» EXCERPT
• • • • • • •
Canadian Wildlife

Field Guide

A rugged ruderal with a prodigious drive to thrive, Matricaria discoidea is also a tasty and useful surprise

- By Mel Walwyn

A rugged ruderal with a prodigious drive to thrive, a cousin of the daisy, pineapple weed is also a tasty and useful surprise

Rubbed, it smells like pineapple. Steeped, it tastes like chamomile. Dried, it makes a soothing salve. This multitalen­ted plant is Matricaria discoidea, commonly called pineapple weed, also known to many as wild chamomile, rayless mayweed or disc mayweed.

An annual, it is a member of the aster family, so it is related to the daisy. You can see some family resemblanc­e in the leaves. The “dirty green” and fleshy stem grows erect up to 30 centimetre­s, with long divided leaves alternatin­g on the

stalk. In spring through summer, it is topped by a single yellowgree­n cone (or often multiples) on short stalks.

Pineapple weed is ruderal (from the Latin rudus, for rubble), meaning it is happy in disturbed lands — on rocky footpaths and roadways, in post-wildfire areas, on and around constructi­on sites and among abandoned settlement­s. The weed’s superpower is that it can produce copious number of seeds at an incredibly fast rate: “From seed to seed in less than 100 days,” according to a Finnish fan site. This efficient fecundity, combined with its robust nature, takes pineapple weed everywhere. In Canada, it thrives in eight provinces and the Yukon. It has a wide global span as well, from Mexico’s Baja California to the Kamchatka Peninsula in the Russian far east, from southern Iran to Japan’s northern island, Hokkaido. It has been naturalize­d in Britain.

A close relative of chamomile, pineapple weed has been used in folk medicine for centuries to treat gynecologi­cal disorders and as an anti-inflammato­ry, an anti-spasmodic and a sedative. According to the Native American Ethnobotan­y Database, it was used as a remedy for fever, colic and indigestio­n, as a salve for infected cuts and sores, and before and after childbirth. The Crow people of what is now Montana dried the weed and crushed it, using it to line infants’ beds. In northern climes, the appearance of the yellowish cone was a harbinger of salmonberr­y picking.

Just before ripening, the flowers taste pleasantly sweet and fruity. They are good in salads, while a quick Google search offers numerous recipes for flans, cheesecake, jellies, even how to make your own pineapple weed sugar. And, of course, like chamomile, dried or fresh it makes a soothing and subtle tea.
• • • • • • •
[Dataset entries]
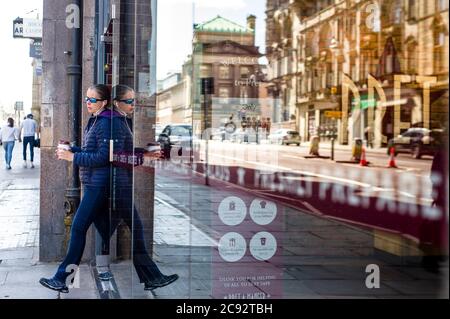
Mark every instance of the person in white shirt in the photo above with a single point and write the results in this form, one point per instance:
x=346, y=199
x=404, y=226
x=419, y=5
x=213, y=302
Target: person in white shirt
x=29, y=129
x=8, y=135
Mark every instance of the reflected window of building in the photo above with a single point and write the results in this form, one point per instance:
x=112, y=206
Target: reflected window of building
x=245, y=72
x=205, y=71
x=439, y=51
x=244, y=95
x=442, y=5
x=224, y=72
x=398, y=10
x=411, y=58
x=412, y=10
x=224, y=94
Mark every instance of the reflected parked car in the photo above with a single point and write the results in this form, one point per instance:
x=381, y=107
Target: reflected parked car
x=416, y=141
x=243, y=136
x=176, y=137
x=284, y=137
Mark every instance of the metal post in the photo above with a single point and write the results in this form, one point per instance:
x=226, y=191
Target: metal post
x=332, y=148
x=74, y=72
x=206, y=96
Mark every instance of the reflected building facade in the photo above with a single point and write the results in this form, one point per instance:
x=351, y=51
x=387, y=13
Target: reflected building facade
x=320, y=50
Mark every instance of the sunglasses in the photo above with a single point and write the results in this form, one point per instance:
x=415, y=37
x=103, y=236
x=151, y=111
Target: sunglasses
x=92, y=100
x=127, y=101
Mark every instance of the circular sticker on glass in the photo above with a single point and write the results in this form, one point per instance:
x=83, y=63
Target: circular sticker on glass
x=263, y=212
x=232, y=211
x=263, y=246
x=232, y=247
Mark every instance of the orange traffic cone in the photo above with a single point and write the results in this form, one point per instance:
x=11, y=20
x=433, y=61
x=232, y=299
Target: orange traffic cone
x=363, y=161
x=392, y=159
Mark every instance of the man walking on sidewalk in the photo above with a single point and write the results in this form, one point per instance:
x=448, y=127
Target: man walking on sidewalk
x=29, y=129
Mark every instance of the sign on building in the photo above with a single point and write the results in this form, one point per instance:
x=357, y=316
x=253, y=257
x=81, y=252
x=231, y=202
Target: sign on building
x=27, y=28
x=36, y=49
x=18, y=106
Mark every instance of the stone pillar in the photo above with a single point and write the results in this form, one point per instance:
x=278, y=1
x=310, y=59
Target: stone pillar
x=55, y=123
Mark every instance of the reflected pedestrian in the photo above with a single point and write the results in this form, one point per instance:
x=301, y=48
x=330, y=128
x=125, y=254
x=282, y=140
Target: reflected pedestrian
x=29, y=130
x=8, y=136
x=122, y=184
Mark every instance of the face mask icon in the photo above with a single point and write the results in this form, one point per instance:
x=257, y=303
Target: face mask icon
x=263, y=241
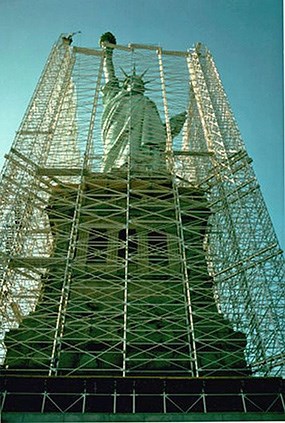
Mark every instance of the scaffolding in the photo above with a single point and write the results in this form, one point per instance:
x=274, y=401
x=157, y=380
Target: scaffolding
x=138, y=271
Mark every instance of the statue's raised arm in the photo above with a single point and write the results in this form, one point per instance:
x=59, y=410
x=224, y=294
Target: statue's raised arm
x=109, y=70
x=132, y=130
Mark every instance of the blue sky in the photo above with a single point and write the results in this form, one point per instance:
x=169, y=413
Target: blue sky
x=245, y=37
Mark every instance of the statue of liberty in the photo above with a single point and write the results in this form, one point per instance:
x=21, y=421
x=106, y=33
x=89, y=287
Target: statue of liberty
x=131, y=125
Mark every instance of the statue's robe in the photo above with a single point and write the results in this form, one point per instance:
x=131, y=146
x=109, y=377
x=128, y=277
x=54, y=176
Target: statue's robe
x=132, y=130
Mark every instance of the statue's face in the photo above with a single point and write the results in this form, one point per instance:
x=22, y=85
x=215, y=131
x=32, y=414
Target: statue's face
x=134, y=84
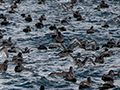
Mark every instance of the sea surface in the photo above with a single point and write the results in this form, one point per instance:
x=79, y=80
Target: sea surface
x=43, y=62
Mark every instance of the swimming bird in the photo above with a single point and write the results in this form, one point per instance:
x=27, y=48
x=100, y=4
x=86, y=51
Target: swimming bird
x=12, y=10
x=4, y=22
x=2, y=16
x=1, y=1
x=12, y=49
x=20, y=68
x=26, y=50
x=70, y=76
x=27, y=29
x=80, y=18
x=110, y=43
x=117, y=19
x=91, y=30
x=105, y=25
x=23, y=15
x=42, y=87
x=73, y=1
x=7, y=43
x=102, y=5
x=63, y=21
x=76, y=14
x=4, y=65
x=59, y=38
x=39, y=24
x=41, y=2
x=58, y=74
x=62, y=28
x=67, y=8
x=80, y=63
x=109, y=76
x=1, y=35
x=14, y=5
x=107, y=86
x=28, y=18
x=100, y=58
x=118, y=44
x=65, y=51
x=42, y=17
x=85, y=84
x=18, y=59
x=53, y=27
x=5, y=50
x=41, y=47
x=85, y=44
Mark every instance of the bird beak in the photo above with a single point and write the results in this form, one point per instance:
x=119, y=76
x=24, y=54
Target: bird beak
x=10, y=63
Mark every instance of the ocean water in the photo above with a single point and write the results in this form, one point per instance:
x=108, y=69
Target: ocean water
x=43, y=62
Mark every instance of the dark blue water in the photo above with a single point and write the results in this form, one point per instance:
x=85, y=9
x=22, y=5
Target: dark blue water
x=43, y=62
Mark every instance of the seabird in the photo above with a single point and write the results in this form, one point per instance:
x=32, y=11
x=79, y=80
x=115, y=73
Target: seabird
x=85, y=84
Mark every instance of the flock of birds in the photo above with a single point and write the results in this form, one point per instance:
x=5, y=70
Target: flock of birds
x=7, y=46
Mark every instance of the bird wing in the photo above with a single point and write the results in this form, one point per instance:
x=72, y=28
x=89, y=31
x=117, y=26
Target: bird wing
x=5, y=50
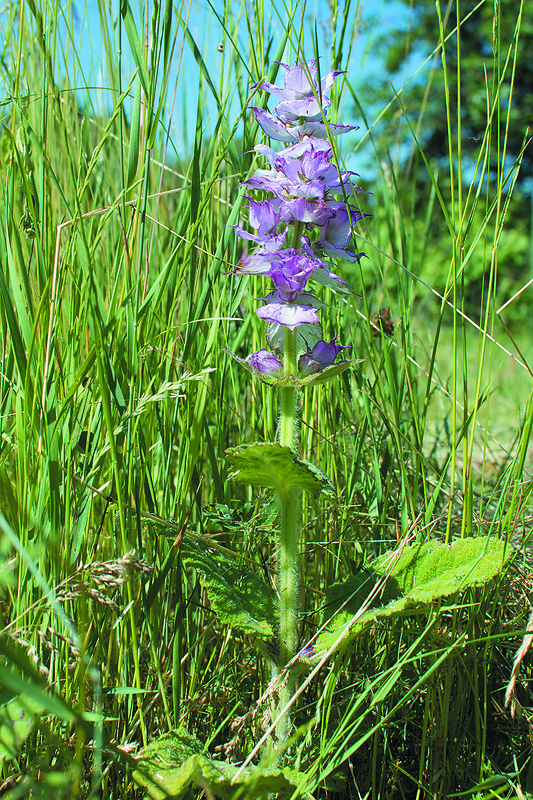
• • • • • • •
Copy the stretch of the pineapple weed article from "Just before ripening, the" through "and subtle tea.". Rely only on the pineapple weed article.

» RESPONSE FOR THIS EXERCISE
Just before ripening, the flowers taste pleasantly sweet and fruity. They are good in salads, while a quick Google search offers numerous recipes for flans, cheesecake, jellies, even how to make your own pineapple weed sugar. And, of course, like chamomile, dried or fresh it makes a soothing and subtle tea.